= RECORD EXTRACTS =
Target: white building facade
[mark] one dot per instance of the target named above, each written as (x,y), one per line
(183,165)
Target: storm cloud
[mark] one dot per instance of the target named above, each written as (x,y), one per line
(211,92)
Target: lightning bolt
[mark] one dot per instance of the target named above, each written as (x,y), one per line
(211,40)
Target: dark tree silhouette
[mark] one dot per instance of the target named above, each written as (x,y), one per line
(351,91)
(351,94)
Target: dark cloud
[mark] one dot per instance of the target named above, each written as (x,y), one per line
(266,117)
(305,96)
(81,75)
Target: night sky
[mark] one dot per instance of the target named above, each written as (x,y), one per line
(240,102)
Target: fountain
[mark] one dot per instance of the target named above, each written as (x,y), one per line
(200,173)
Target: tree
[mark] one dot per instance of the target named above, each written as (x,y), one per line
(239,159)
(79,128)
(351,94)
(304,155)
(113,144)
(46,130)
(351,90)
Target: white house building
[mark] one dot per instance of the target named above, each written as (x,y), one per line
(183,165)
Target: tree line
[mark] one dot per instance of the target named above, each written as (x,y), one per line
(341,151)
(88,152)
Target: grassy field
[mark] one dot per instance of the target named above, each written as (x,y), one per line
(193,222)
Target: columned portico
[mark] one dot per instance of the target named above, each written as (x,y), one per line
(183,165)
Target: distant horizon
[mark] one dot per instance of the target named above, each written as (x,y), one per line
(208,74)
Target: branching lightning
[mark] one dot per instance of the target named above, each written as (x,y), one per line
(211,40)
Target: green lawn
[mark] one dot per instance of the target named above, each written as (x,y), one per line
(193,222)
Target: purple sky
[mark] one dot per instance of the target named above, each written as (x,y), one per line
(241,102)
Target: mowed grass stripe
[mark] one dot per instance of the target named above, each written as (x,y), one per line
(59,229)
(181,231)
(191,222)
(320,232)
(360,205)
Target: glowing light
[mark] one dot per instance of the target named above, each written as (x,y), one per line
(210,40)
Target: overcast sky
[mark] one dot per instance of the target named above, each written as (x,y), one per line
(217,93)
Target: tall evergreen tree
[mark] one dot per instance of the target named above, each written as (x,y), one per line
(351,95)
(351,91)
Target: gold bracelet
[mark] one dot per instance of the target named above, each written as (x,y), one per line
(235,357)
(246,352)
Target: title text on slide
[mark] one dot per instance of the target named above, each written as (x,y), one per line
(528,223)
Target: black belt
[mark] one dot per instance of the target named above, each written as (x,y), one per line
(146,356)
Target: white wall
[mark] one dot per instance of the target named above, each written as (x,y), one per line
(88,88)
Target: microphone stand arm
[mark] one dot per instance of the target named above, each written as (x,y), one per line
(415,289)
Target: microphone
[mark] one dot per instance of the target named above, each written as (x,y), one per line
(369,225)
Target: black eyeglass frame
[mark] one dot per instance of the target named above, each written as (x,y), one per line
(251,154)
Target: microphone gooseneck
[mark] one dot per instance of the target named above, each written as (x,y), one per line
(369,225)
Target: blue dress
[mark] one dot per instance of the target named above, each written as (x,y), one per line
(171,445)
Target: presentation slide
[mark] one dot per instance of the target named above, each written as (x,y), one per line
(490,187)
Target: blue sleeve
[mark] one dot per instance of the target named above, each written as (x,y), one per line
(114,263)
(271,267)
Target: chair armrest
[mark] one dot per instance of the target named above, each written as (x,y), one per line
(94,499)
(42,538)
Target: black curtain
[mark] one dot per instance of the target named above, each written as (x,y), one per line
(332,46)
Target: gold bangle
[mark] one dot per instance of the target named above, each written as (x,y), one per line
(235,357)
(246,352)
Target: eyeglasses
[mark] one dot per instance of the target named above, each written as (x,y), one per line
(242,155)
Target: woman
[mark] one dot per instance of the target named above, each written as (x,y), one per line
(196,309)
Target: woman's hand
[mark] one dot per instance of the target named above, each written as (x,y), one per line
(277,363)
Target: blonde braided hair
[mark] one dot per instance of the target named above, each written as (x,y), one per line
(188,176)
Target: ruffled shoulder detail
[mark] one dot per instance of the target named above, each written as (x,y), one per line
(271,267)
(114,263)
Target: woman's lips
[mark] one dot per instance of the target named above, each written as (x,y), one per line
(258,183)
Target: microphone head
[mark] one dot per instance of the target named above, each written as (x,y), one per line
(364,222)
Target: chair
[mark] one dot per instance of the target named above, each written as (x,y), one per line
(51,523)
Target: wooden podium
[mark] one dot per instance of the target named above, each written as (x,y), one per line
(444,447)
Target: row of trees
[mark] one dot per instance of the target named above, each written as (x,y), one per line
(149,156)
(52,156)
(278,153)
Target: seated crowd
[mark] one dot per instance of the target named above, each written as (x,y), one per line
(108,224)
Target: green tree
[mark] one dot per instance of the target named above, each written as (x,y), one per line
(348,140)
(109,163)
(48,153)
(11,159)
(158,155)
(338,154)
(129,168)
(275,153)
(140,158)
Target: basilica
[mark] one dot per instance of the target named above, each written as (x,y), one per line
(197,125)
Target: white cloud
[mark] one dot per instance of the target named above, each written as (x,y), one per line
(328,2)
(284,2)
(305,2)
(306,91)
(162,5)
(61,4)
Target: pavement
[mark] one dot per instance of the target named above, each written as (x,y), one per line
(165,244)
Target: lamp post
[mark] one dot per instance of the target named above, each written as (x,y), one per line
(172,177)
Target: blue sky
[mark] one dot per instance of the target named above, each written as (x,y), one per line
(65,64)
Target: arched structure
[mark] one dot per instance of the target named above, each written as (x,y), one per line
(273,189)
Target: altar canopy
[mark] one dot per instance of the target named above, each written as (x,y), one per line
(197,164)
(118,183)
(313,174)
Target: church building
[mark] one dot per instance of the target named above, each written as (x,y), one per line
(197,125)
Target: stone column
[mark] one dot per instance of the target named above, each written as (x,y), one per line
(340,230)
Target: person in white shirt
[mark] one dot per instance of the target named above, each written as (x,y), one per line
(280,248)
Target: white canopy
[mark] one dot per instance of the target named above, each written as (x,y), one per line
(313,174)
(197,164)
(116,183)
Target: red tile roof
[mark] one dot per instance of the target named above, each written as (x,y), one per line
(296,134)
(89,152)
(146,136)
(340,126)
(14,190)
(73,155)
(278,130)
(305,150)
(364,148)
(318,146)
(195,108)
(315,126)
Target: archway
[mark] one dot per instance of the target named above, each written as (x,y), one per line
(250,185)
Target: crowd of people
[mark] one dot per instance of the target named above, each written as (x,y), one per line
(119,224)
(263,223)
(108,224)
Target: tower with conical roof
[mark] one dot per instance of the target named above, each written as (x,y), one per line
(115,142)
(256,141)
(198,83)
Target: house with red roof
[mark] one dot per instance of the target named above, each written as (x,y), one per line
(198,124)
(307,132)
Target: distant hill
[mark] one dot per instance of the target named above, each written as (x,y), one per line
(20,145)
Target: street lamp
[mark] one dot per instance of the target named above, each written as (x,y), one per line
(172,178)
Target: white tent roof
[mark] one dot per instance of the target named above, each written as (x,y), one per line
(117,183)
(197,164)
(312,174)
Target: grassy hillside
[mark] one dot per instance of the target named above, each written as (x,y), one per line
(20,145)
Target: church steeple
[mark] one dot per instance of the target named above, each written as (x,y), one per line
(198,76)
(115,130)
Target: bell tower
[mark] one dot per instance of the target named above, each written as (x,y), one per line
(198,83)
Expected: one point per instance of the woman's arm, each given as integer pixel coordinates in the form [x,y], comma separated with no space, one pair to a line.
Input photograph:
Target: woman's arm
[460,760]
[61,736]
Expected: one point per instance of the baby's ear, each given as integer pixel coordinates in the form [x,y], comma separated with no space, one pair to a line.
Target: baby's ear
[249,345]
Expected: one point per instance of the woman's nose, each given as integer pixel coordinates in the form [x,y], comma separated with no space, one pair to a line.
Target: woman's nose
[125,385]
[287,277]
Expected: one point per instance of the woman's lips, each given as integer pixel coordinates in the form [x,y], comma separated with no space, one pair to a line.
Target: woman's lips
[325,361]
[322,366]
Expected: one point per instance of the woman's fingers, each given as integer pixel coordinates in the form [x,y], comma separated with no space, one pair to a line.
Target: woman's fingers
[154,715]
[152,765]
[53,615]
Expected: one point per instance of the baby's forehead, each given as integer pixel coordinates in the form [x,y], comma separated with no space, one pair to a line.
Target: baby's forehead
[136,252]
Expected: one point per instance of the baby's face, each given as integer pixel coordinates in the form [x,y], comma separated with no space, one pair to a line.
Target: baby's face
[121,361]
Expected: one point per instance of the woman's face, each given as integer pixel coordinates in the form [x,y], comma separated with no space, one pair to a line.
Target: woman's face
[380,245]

= YOUR GOAL =
Retype exactly the span of lines from the one with "Target: storm cloud" through the one with "Target: dark cloud"; include both ends and omit the rest of the material.

= RESULT =
Target: storm cloud
[mark] one dot per instance of the target named above, each written as (x,y), one per line
(211,92)
Target: lightning bolt
[mark] one dot per instance of the target named above, each written as (x,y), one per line
(211,40)
Target: dark tree silhouette
[mark] one dot per instance of the target named above, each written as (x,y), one per line
(351,91)
(351,94)
Target: dark cloud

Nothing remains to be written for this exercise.